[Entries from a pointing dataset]
----

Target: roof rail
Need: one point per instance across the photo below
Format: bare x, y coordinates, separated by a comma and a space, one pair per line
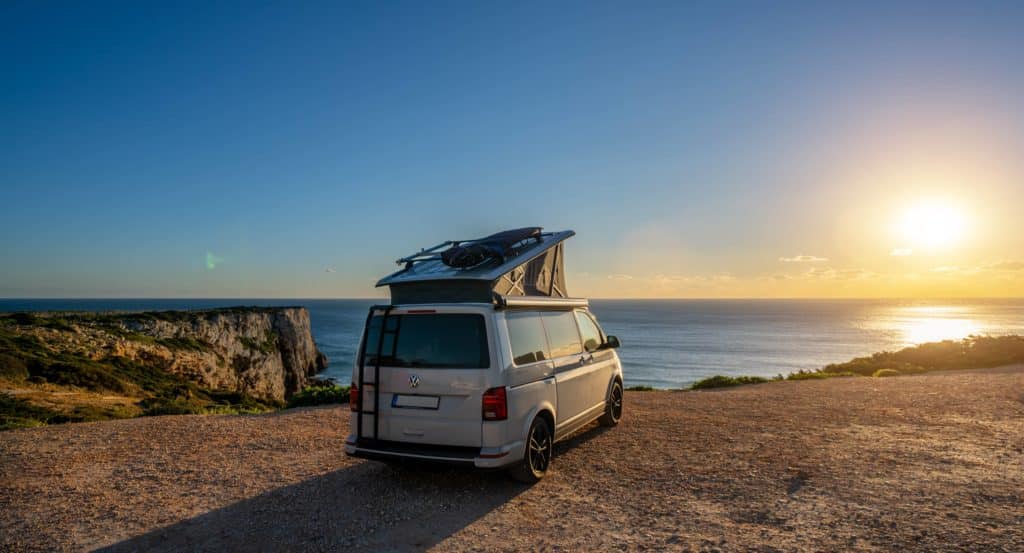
539, 301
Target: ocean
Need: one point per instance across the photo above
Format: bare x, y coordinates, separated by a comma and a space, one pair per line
673, 343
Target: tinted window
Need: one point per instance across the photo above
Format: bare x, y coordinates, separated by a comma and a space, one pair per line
430, 341
591, 334
563, 338
526, 336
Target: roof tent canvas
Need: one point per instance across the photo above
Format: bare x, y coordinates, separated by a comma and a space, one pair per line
519, 262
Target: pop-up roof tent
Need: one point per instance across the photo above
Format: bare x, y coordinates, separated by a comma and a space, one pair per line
522, 262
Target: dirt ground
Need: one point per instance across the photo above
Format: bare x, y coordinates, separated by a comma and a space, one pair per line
924, 463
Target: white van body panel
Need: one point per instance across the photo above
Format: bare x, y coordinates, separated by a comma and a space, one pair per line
570, 391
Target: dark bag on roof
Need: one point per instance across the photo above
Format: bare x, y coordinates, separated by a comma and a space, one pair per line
497, 246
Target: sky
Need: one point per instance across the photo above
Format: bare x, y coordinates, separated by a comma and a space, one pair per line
698, 150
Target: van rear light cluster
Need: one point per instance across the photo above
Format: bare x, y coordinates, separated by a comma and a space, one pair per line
496, 407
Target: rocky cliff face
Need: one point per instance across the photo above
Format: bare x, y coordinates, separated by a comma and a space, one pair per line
263, 352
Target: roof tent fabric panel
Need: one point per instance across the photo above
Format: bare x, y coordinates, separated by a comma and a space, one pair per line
543, 275
441, 292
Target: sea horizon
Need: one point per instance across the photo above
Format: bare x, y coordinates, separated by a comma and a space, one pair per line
669, 342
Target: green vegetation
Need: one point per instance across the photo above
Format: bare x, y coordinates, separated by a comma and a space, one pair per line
720, 381
318, 395
813, 375
26, 358
972, 352
267, 345
16, 413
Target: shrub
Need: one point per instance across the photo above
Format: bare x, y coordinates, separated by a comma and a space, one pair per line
16, 413
886, 373
816, 375
720, 381
12, 368
318, 395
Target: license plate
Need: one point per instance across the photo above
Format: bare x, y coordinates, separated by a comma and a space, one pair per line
415, 401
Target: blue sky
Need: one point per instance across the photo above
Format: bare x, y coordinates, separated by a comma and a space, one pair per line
693, 146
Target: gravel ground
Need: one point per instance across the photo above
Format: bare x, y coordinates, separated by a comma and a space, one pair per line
924, 463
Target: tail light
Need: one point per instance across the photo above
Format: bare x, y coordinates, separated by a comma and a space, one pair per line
496, 407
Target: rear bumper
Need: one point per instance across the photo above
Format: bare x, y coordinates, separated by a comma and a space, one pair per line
468, 457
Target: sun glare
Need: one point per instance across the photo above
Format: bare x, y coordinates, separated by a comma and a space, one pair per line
933, 225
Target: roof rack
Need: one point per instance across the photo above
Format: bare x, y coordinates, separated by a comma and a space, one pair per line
520, 262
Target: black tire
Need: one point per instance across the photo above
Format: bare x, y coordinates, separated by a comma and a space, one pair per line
540, 451
613, 407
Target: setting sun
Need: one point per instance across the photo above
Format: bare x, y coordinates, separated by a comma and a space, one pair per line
933, 225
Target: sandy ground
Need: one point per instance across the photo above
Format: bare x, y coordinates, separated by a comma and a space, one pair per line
924, 463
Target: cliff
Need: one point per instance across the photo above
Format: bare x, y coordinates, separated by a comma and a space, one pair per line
248, 358
263, 352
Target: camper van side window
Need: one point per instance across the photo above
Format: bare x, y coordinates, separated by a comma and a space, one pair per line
591, 334
526, 337
562, 334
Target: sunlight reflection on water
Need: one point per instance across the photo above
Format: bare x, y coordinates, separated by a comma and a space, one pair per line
920, 324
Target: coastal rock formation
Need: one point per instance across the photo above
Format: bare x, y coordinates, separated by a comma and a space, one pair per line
263, 352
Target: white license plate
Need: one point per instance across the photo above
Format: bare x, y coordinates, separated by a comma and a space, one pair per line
415, 401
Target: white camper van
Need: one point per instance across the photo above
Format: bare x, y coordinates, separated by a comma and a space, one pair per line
481, 358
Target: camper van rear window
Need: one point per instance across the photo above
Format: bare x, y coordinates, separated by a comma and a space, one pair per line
428, 341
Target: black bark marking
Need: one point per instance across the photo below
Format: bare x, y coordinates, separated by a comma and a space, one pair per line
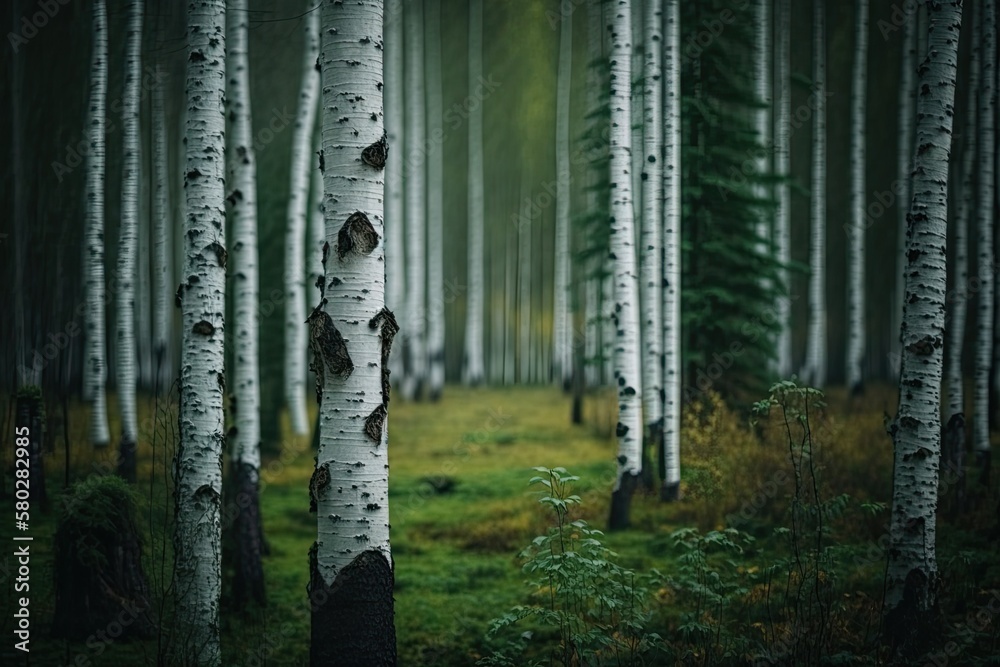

----

§ Given exercise
Copy out the material from the line containing "Target: white license plate" to the end, swapping "license plate" for "number plate" and leaving everything else the same. Don't include the pictures.

§ Worked answer
Target: white number plate
Need: one point per instance across the photo above
Format: bare x, y coordinates, separated by a comma and a space, one pair per line
415, 401
Target: white camper van
Need: one point per instance across the photo above
Format: bare x, y coordinates, separated by a comma and a space, one pair per line
481, 358
Target: camper van rear window
Need: one point per instance across the photo above
Format: bare x, y coordinates, separated by a comma and a space, one pair per line
428, 341
Target: black bark marking
Need: one point per instance across the photo below
Format: bare x, y coordinates, separated by a comma and a space, one pair per line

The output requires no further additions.